Records >>
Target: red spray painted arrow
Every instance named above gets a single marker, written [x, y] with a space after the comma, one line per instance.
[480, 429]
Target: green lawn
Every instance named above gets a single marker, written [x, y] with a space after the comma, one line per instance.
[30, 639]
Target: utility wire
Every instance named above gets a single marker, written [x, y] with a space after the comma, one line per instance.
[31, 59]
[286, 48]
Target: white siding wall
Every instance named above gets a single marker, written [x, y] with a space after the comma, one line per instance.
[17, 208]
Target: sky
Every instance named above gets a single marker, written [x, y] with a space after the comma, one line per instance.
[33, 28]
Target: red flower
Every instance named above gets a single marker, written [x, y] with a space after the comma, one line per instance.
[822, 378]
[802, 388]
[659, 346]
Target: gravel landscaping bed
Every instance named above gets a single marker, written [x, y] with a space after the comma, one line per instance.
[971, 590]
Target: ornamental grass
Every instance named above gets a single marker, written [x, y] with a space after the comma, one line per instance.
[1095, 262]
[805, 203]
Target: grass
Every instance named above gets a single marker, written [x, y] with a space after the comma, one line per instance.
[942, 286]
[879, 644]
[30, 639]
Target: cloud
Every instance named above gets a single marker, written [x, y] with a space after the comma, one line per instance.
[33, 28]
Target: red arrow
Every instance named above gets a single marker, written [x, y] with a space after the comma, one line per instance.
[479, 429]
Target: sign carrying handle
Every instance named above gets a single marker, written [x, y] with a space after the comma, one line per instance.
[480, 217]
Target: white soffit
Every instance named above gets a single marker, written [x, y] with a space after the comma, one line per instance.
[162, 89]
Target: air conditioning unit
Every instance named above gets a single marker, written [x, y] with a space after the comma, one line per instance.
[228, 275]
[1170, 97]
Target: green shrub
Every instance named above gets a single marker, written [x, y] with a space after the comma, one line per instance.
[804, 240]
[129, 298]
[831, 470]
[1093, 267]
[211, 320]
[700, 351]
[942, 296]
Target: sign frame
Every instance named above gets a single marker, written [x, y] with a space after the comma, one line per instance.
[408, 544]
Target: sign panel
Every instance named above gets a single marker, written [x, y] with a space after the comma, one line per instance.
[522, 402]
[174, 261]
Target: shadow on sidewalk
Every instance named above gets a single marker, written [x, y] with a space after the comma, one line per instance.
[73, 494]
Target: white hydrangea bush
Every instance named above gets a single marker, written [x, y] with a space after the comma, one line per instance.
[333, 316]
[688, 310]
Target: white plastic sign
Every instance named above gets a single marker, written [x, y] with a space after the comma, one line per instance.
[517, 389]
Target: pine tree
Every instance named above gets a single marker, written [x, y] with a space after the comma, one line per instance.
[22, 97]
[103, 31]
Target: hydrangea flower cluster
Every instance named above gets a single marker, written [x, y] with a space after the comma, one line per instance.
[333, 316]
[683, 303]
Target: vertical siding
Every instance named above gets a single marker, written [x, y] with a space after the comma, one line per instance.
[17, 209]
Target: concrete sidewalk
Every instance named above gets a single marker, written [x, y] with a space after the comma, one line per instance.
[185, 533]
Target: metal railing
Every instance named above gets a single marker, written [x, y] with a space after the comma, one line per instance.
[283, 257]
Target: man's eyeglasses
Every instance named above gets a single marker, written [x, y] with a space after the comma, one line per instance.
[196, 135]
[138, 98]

WHAT THIS TASK INVOLVES >>
Please duplicate the material word for word, from the line containing "Target: vertical siding" through the last line of the material.

TASK SOLUTION >>
Target: vertical siding
Every instance named above gets a single marker, written [x, y] with a space after the comma, one line per instance.
[17, 209]
Target: concrete sidewalk
Every instance named above gets a single marker, written [x, y] with a space after the comma, one line per instance.
[185, 533]
Target: metal railing
Every instance named above gets a single marker, written [x, y] with a space after the comma, one line per instance.
[283, 257]
Target: man's eyeglasses
Every instance named above gets a single marker, written [x, y] with a space after the comma, one line per instance.
[196, 135]
[138, 98]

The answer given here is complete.